▶ _Excerpted text_:

▬▬▬

The airfoil and slat geometry described later on originated from an optimisation run with ten parameters; all three slat control-points (x and y coordinates), the third airfoil camber line control point (x and y coordinates), the fourth airfoil camber line control point (y coordinate) and the overall thickness factor.
  • Constraints
For structural reasons, the airfoil was constrained to have a maximum thickness of more than 15% chord. The slat thickness was kept at 0.2% chord. Furthermore, a number of geometrical constraints were imposed on the relative position of control points, in order to exclude nonsensical geometries, e.g. collisions of slat and airfoil or concave slats.

2.3. Numerical Setup for Optimisation Evaluations

The computationally efficient viscous-inviscid low-fidelity solver MSES [22] should originally be used, to allow for a maximum number of variants to be evaluated. Subsequently, the findings were to be validated using 2D RANS simulations. However, the thin slat turned out to be a major challenge for the low-fidelity code. The sharp leading edge of the slat and its orientation in relation to the free stream velocity were identified as the main issue, especially during the mesh generation. Even though it was possible to simulate some thin slat and airfoil configurations, nearly all new configurations required a significant amount of manual input and customisation. Hence, the process was found not to be feasible for the simulation of large numbers of automatically generated geometries of this particular type.
Therefore, the decision was made to instead employ RANS simulations right away. Steady-state 2D simulations were set up for each evaluation, using the k- ω -SST turbulence model with the γ - R e θ transition model [23]. The choice of turbulence model will be discussed in Section 3.2.
Simulations were run on unstructured hexahedral meshes generated with Ansys meshing, consisting of about 160k cells, including multiple refinement areas and prism layers (15 at the slat, 25 at the airfoil) to ensure a dimensionless wall distance of y + < 1 over the whole surface. The solver used during the optimisations was Ansys fluent using the SIMPLE algorithm. Convective fluxes were modeled with a second order upwind scheme. Although the use of commercial CFD software enabled a relatively quick and easy setup and integration of the simulations into the optimisation framework (see [24]), it was not considered optimal, mainly because the number of parallel evaluations was limited by licence availability. For future works, a tool-chain only depending on the open-source packages gmsh and OpenFOAM for the simulations is to be implemented.

▬▬▬

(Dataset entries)

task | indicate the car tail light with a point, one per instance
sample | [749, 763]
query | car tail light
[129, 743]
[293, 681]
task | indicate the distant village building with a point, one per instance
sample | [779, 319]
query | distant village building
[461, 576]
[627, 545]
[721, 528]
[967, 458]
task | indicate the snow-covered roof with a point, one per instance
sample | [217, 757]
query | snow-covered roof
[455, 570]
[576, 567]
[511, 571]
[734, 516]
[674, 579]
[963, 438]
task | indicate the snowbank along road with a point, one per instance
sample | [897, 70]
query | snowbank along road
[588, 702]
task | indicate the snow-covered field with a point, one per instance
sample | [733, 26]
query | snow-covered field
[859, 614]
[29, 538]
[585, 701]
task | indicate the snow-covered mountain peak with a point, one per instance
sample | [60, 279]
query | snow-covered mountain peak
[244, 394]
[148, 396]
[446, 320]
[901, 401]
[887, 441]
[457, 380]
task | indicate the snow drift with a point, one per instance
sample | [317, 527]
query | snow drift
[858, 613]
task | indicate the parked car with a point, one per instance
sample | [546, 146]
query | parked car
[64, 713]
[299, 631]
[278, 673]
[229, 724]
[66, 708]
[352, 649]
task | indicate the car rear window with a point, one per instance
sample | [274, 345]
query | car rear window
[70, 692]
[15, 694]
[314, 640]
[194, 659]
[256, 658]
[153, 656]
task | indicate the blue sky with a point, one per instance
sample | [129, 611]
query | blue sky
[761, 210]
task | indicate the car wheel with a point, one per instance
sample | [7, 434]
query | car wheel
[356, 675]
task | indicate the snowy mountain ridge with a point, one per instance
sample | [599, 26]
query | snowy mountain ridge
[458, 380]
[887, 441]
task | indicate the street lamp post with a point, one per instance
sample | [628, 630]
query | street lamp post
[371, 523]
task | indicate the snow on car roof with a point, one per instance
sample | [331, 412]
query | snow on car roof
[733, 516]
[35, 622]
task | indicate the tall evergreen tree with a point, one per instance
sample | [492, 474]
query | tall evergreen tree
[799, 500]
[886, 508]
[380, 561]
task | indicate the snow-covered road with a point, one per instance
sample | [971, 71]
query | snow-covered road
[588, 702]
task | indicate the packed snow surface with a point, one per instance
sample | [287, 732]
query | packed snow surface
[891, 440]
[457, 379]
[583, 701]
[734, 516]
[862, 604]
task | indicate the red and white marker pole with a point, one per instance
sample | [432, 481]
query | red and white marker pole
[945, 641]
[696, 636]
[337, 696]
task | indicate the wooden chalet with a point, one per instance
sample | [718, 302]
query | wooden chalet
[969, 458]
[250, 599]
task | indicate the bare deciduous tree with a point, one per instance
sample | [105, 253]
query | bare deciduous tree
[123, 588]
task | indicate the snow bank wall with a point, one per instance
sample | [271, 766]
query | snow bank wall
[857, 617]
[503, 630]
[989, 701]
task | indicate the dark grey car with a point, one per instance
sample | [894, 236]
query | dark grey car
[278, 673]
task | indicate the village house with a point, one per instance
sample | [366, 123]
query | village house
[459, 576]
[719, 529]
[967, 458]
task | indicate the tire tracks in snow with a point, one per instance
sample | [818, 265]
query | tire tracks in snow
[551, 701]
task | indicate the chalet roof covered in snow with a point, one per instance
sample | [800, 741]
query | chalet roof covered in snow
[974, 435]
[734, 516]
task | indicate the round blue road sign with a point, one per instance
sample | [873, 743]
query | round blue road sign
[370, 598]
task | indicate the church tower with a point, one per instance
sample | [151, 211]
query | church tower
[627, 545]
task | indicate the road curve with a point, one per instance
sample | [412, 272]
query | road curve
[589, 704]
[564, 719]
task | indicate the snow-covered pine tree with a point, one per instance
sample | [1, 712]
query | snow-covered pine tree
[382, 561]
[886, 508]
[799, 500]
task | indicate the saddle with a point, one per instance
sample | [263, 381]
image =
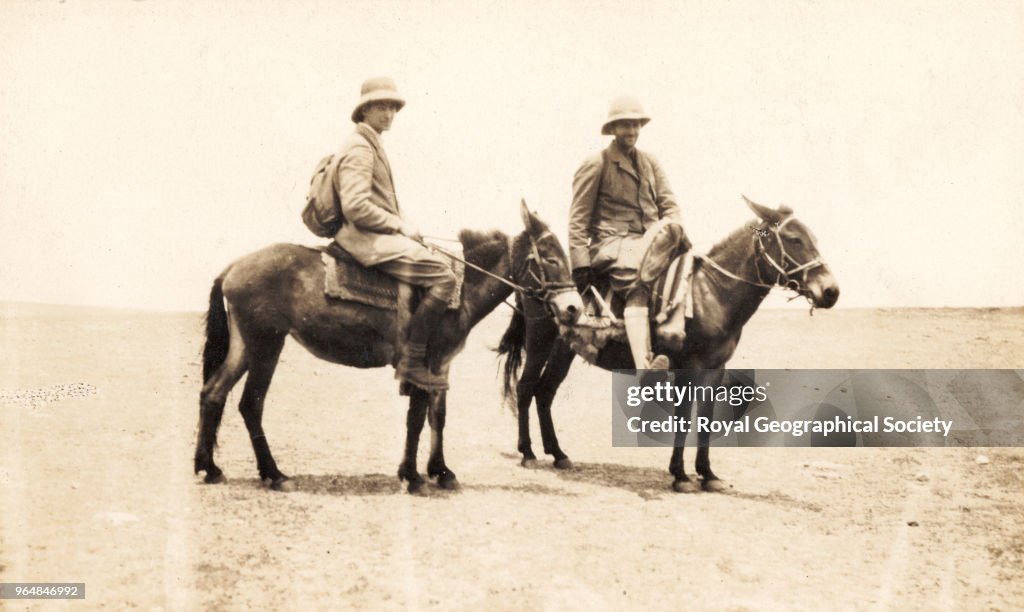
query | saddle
[346, 278]
[603, 323]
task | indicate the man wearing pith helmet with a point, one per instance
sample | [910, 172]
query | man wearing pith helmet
[375, 231]
[623, 222]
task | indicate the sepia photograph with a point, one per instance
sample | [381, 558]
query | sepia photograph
[386, 305]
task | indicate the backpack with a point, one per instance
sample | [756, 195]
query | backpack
[323, 211]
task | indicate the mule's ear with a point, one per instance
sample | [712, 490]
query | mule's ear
[765, 213]
[528, 220]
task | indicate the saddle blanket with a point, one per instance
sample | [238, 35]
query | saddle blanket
[672, 291]
[346, 278]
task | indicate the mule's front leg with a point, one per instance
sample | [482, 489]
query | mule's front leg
[435, 466]
[682, 482]
[554, 373]
[710, 482]
[414, 426]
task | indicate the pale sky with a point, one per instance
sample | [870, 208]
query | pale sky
[147, 144]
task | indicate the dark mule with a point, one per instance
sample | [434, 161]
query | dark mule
[729, 285]
[279, 292]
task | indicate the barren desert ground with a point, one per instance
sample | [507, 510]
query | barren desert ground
[99, 411]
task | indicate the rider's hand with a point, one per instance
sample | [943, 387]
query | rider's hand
[410, 230]
[583, 277]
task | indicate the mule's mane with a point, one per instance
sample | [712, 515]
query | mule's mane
[730, 239]
[736, 235]
[471, 238]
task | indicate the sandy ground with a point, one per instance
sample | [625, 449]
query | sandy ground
[95, 472]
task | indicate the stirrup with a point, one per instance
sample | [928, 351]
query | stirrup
[658, 362]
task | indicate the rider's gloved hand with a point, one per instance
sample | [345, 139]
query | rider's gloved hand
[410, 230]
[583, 277]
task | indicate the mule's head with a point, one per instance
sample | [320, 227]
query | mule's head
[790, 256]
[544, 270]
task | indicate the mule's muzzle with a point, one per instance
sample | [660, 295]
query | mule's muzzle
[567, 306]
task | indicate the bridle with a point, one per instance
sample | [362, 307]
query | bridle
[546, 291]
[785, 267]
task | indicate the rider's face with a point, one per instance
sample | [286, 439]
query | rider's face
[627, 132]
[380, 115]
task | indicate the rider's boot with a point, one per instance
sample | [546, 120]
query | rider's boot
[637, 321]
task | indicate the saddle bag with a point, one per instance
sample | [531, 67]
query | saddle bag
[323, 211]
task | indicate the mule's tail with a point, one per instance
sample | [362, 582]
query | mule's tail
[511, 346]
[217, 335]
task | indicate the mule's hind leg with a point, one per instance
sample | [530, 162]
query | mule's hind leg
[554, 373]
[263, 356]
[435, 466]
[418, 399]
[682, 482]
[211, 404]
[702, 465]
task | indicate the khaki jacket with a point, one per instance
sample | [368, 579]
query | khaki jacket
[612, 207]
[369, 202]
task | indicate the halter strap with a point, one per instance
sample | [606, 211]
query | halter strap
[783, 272]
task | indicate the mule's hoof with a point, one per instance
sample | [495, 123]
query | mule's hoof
[283, 484]
[215, 479]
[714, 486]
[685, 486]
[564, 464]
[449, 483]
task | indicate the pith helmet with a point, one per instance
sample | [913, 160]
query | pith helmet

▬▬▬

▶ _Work request 1_:
Answer these questions using the excerpt on slat and airfoil optimization.
(a) What lower limit was placed on the airfoil's maximum thickness?
(b) Which turbulence model was paired with the γ-Reθ transition model?
(c) Roughly how many cells did the simulation meshes contain?
▶ _Work request 2_: From the excerpt on slat and airfoil optimization, reproduce word for word the passage that begins at the words "The airfoil and" and stops after "or concave slats.".
▶ _Work request 3_: Carry on the excerpt on slat and airfoil optimization, beginning after its last sentence.

▶ _Answer section 1_:
(a) More than 15% chord.
(b) The k-ω-SST turbulence model.
(c) About 160k cells.

▶ _Answer section 2_:
The airfoil and slat geometry described later on originated from an optimisation run with ten parameters; all three slat control-points (x and y coordinates), the third airfoil camber line control point (x and y coordinates), the fourth airfoil camber line control point (y coordinate) and the overall thickness factor.
  • Constraints
For structural reasons, the airfoil was constrained to have a maximum thickness of more than 15% chord. The slat thickness was kept at 0.2% chord. Furthermore, a number of geometrical constraints were imposed on the relative position of control points, in order to exclude nonsensical geometries, e.g. collisions of slat and airfoil or concave slats.

▶ _Answer section 3_:
2.4. Preliminary Geometry

Out of several thousand variants created over a number of optimisation runs, the most promising candidates were evaluated for a range of angles of attack and compared. One of the best performing was then chosen as a preliminary geometry and subjected to more detailed numerical and experimental investigation. Figure 4 shows the newly generated geometry, designated EW01, in comparison to the initial geometry of S1223.

3. Numerical Setup

All simulations outside the optimisation were conducted using OpenFOAM. The results presented are from 2D, steady-state RANS simulations, using the k- ω -SST turbulence model with the γ - R e θ transition model [23], as implemented in OpenFOAM as kOmegaSSTLM. Convective terms were approximated using a second order upwind scheme, the solver uses the SIMPLE algorithm. The turbulence intensity at the inlet was set to T u = 0.01 , while the pressure was fixed at the outlet. The boundary layer at the slat and airfoil were fully resolved with y + < 1 over the whole surface in all simulations.

3.1. Mesh

The airfoils were placed at the centre of a circular domain with a radius r = 20 c . The unstructured hexahedral mesh was generated using gmsh. The results obtained were found to be equivalent to those on similar Ansys generated meshes, with the added benefit of reduced meshing time and using open-source software. Refinement areas have been placed around the airfoil and slat (see Figure 5) and prism layers were added to the slat (15 layers) and airfoil (25 layers) to ensure y + < 1 and a full coverage of the boundary layers. A mesh independency study with the force coefficients as indicators resulted in the use of meshes with about 172k cells (airfoil and slat) and about 123k cells (airfoil without slat). Cell sizes are shown in Table 1. Further refinement did not result in relevant changes of the force coefficients over the whole operational range.

3.2. Turbulence Model

Since the flow field around high-lift configurations is rather complex, including strong adverse pressure gradients, complex wakes, separated areas and potential re-attachment, the right choice of turbulence model is crucial. As a decent general purpose model, k- ω -SST [25] seemed a reasonable choice here. However, the use of the standard formulation early on showed rather severe problems for higher angles of attack which had to be addressed. Compared to experimental as well as lower fidelity simulations, even though the data matches quite well for low angles of attack, a very early onset of stall could be observed for configurations with and without slat. Figure 6 shows lift and drag data for S1223 and EW01 obtained with the same setup but different turbulent models as well as experimental data from [12] for comparison.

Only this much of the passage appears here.